» **STUDY TEXT**:
________

Agency in Grammar
How information about agency or causation is encoded in different grammatical strategies
Languages have three ways of showing agency:
1) word order
2) case system
3) voice system.
A case system is what happens when a language puts the onus of bearing information about agency on the nouns. An example of a language that developed this grammatical strategy is Latin. In contrast, a voice system is what happens when it is the verb which becomes morphologically sophisticated in order to carry information about agency. An example of such a language with voice is Malay.
In English, grammatical case still exists only as vestigial feature in the pronouns, unlike Latin or Old English where all the nouns must have nominative case and accusative case. To simplify what I mean by case, the nominative case indicates the doer while the accusative tells you who the doee is.
I wed thee.
Thee I wed.
Wed thee I.
Word order is useless in a case system since all three sentences mean the same thing when the case system clearly marks the firstperson pronoun as nominative (doer) and the secondperson pronoun as accusative (one being done to = doee).
To reverse the action, you just switch the cases (instead of the order).
Thou wed me.
Me thou wed.
Wed me thou.
To show the direction of causation, the verb remains unchanged but the nouns undergo case declension. The nominative acts on the accusative. The opposite strategy to keeping the verbs unchanged, would be to keep the nouns (and word order) fixed, but to change the verb instead in order to show a change in causal direction.
In English it's a bit ugly but it looks like this:
Dog eats god.
Dog is eaten by god.
[eats] is the active voice of the verb eat. Dog is the agent (doer).

________

» **MATERIAL SUPPLIED**:
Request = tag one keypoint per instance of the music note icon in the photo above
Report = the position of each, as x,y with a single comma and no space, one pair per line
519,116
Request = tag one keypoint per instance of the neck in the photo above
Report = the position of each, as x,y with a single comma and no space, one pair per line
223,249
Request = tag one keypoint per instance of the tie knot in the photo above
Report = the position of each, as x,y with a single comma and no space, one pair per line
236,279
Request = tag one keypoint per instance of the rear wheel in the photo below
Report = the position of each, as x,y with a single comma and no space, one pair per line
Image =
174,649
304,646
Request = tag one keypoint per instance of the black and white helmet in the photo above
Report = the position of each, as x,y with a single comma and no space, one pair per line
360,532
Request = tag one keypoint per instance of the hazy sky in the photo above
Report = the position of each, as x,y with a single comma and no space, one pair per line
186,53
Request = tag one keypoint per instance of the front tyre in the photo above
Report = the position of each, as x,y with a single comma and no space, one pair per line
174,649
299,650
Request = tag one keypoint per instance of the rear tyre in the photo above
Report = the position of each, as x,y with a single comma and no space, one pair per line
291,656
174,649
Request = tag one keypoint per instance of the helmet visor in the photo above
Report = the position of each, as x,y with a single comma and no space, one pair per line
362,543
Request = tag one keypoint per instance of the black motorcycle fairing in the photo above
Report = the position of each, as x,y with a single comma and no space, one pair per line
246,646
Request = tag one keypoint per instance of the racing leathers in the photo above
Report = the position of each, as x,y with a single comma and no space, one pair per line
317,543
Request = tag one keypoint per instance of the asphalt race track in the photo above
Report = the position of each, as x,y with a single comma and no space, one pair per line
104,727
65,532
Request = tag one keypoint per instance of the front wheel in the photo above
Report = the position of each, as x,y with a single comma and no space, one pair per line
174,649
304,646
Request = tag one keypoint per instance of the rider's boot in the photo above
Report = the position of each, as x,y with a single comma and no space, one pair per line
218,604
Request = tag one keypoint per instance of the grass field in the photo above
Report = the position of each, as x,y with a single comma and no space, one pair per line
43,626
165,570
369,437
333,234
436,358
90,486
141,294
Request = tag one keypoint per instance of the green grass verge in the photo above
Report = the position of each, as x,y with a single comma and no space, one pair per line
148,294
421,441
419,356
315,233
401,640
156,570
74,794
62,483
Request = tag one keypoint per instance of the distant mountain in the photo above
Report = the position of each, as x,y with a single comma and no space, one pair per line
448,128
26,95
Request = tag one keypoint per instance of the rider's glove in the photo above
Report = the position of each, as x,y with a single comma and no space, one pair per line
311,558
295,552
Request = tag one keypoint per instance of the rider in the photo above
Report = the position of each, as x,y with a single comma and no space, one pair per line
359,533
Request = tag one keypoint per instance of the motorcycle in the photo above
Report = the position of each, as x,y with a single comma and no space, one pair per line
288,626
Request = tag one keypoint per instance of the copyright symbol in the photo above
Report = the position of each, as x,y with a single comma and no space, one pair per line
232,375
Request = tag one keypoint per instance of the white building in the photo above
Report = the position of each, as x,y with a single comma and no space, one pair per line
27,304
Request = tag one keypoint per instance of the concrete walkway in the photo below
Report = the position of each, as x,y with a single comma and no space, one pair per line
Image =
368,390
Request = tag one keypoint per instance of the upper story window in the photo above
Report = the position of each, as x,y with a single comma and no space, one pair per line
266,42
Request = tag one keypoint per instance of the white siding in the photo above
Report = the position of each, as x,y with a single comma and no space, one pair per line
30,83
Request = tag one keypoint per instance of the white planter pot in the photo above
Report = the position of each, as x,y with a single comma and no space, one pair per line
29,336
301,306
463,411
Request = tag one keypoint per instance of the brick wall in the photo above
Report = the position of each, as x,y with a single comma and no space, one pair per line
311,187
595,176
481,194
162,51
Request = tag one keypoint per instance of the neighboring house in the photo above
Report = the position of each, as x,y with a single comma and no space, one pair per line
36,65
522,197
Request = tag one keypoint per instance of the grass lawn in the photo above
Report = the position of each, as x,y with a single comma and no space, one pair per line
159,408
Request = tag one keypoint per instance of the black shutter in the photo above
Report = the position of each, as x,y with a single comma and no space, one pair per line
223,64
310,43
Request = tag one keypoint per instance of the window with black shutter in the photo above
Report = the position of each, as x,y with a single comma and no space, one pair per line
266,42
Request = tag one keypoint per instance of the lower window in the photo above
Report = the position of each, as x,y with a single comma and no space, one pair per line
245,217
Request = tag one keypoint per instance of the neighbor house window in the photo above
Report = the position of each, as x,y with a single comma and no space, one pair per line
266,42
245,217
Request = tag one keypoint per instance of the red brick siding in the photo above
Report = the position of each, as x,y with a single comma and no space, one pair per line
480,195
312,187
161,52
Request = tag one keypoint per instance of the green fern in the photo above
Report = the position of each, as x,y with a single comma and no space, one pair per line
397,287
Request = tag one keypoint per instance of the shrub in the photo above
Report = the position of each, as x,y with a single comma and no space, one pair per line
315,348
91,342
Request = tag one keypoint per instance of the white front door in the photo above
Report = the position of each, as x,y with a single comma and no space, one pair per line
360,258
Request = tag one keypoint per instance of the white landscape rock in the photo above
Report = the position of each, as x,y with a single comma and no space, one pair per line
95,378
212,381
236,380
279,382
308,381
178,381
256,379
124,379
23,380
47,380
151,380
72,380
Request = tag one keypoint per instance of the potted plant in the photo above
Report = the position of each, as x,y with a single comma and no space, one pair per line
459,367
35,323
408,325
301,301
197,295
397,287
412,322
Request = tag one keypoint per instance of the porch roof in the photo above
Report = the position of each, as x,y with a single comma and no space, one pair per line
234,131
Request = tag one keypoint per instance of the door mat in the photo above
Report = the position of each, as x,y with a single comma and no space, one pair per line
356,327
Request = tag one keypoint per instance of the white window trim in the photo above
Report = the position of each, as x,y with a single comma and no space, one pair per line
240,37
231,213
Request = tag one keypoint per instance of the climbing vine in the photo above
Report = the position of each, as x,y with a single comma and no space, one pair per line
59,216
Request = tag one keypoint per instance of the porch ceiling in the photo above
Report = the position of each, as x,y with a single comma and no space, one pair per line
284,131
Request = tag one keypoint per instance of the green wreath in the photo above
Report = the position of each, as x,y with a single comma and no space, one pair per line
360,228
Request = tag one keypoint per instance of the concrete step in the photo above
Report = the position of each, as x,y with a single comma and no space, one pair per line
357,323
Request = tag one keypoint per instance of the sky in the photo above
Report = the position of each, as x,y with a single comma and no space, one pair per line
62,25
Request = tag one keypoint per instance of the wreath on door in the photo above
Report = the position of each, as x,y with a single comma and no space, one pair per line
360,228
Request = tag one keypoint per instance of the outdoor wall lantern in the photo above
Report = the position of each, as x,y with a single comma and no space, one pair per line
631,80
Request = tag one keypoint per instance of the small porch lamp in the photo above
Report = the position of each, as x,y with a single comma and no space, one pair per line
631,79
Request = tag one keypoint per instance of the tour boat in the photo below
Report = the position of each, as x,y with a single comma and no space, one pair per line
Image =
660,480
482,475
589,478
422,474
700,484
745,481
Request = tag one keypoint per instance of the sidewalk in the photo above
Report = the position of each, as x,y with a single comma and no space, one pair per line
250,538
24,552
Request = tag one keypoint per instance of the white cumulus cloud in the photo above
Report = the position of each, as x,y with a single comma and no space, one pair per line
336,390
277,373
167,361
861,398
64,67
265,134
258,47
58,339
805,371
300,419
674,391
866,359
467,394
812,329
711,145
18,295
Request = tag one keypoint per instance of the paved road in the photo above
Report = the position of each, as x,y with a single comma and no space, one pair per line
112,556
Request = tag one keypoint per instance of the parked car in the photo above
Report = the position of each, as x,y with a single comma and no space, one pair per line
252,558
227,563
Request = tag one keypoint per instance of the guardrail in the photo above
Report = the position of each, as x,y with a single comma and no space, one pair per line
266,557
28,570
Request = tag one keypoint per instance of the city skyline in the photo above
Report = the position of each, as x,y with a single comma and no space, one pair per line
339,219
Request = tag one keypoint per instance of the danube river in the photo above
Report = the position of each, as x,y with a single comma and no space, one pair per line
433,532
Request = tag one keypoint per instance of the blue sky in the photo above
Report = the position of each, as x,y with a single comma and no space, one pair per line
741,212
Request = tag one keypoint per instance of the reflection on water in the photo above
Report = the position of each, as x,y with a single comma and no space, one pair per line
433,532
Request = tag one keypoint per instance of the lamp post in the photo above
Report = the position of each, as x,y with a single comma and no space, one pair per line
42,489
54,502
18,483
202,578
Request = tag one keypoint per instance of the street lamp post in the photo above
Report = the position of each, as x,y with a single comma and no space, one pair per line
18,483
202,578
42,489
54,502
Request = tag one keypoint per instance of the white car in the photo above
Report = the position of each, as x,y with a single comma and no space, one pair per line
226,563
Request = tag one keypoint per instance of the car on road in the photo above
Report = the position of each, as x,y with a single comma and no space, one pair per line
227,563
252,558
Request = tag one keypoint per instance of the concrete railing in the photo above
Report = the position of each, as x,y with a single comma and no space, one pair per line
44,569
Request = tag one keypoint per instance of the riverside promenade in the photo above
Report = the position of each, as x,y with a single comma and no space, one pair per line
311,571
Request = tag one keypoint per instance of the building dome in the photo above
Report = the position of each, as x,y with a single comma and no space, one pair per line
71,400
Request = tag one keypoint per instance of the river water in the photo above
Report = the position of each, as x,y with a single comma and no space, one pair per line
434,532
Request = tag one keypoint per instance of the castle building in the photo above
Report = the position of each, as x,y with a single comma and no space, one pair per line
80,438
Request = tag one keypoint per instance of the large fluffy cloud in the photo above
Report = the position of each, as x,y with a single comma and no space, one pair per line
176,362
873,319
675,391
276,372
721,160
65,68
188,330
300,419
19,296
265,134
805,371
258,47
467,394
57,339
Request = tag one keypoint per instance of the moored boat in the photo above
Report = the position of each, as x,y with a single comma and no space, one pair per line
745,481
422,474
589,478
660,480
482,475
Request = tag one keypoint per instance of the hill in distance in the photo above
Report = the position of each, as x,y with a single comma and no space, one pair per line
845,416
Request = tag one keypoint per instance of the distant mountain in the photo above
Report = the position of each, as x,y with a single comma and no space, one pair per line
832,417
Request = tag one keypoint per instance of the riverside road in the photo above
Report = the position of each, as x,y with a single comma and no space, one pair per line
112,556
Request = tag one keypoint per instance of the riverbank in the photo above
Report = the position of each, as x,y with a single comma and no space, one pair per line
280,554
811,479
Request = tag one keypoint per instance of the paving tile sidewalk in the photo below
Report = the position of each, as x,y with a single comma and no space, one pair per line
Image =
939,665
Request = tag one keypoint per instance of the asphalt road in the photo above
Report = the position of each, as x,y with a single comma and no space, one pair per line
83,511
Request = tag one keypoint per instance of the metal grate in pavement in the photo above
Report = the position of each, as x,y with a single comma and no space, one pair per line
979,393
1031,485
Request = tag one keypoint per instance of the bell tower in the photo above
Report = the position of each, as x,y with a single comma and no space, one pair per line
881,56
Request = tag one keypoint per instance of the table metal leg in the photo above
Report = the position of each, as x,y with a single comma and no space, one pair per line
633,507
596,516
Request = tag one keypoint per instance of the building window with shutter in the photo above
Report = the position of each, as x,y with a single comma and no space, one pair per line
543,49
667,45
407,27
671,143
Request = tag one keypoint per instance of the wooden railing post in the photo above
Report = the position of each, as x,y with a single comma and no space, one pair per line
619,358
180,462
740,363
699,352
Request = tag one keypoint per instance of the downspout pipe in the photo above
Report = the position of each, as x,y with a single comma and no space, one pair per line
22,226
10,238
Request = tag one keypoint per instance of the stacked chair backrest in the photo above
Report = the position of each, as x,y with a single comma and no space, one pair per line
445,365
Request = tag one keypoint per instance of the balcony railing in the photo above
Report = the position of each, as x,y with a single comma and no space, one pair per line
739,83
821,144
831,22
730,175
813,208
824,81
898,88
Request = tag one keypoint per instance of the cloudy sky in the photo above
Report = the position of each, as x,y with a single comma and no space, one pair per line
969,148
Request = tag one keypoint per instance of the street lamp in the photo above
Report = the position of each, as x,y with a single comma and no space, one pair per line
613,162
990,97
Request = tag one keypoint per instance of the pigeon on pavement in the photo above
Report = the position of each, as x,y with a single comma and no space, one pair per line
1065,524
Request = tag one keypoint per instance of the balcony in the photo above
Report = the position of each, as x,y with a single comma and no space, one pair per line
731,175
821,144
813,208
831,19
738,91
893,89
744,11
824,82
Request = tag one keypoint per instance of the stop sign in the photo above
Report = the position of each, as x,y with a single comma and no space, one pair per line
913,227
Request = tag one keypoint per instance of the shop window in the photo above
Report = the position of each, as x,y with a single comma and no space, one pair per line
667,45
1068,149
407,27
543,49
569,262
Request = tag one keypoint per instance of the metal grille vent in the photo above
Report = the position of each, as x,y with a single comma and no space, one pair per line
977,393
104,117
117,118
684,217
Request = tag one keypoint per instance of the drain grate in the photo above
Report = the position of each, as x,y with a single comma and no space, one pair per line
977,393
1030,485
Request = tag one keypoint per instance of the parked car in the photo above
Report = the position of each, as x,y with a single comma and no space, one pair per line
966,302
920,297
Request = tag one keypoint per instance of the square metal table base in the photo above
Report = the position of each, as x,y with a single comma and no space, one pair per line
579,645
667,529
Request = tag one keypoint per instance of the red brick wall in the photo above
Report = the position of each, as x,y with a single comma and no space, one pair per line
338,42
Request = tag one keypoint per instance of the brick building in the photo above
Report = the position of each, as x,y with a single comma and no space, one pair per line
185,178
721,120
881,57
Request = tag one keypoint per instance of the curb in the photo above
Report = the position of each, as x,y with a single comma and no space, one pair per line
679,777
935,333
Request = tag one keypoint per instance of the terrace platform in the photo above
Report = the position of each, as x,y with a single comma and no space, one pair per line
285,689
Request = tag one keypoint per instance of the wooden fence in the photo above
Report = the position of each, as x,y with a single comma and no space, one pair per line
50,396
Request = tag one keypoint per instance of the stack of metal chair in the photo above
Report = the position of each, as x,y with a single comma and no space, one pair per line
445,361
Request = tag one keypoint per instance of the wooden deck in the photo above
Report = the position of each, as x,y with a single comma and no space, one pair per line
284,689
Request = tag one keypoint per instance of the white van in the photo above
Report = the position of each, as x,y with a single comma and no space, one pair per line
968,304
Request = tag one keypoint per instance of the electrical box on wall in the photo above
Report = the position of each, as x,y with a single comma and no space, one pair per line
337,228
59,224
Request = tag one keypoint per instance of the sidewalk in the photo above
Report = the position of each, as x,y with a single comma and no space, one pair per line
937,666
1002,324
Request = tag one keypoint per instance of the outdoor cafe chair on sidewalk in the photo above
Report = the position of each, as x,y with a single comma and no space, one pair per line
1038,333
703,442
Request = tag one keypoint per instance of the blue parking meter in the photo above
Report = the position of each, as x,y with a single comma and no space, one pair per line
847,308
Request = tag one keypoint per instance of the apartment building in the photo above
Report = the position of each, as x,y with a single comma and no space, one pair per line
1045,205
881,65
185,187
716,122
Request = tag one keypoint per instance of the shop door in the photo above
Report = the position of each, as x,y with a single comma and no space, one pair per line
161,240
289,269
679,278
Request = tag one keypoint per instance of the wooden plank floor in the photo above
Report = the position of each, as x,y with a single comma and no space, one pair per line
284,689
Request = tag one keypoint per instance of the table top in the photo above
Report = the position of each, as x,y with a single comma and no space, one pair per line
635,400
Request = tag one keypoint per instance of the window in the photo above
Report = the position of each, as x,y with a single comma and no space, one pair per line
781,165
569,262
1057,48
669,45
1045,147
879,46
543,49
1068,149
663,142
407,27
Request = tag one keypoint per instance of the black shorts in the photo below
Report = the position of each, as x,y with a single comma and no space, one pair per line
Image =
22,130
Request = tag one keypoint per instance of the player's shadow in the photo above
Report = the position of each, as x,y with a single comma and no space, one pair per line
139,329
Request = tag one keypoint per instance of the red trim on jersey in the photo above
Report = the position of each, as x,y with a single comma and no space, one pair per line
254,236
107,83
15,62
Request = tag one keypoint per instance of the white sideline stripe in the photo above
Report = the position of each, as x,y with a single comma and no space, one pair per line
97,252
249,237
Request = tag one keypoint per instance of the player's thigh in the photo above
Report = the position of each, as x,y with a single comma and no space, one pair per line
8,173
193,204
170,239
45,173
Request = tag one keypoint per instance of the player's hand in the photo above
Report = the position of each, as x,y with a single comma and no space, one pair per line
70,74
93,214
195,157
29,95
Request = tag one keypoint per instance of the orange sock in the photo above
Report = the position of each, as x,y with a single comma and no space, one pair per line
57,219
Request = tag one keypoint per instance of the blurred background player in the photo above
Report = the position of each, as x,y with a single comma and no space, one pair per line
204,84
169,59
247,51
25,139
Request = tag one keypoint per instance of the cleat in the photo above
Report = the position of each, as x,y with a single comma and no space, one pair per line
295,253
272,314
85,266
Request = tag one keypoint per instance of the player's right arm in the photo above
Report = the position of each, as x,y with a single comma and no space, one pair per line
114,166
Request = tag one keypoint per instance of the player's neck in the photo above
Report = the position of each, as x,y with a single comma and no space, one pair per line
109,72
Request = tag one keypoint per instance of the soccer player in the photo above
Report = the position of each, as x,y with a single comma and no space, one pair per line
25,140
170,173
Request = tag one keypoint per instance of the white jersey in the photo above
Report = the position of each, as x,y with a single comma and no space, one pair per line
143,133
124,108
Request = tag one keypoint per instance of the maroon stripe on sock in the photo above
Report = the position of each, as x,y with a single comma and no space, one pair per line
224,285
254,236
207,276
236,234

________

Continue the text on agency in grammar with a few sentences that pick up after its final line. The rows are material of their own, apart from the text on agency in grammar.

» **EXERCISE ANSWER**:
[is eaten by] is the passive voice of the verb eat. Dog is the patient (doee).
By changing the voice of the verb, you can change the direction of causation. English is a weird language because it has a vestigial case system for its pronouns but uses the voice system for pretty much everything else. And yet, English passive voice is so ugly because [is eaten by] is not one word.
Passive voice in english is not elegant but as a native speaker you would be forgiven if you had considered that this is a limitation of passive voice itself rather than a design flaw in the language specifically.
In Malay, there is just one word for the passive voice and another monolexeme for the active voice. Malay, therefore, has a much more elegant (and dare I say more sophisticated) voice system than English but word order is much stricter otherwise it would be confusing for the active and passive voice of the verb to determine which noun is the agent and which is the patient.
To summarize, languages have three ways of showing agency:
1) word order
2) case system
3) voice system.
Latin uses 2. Malay uses 3 + 1. English is a mix of all three strategies.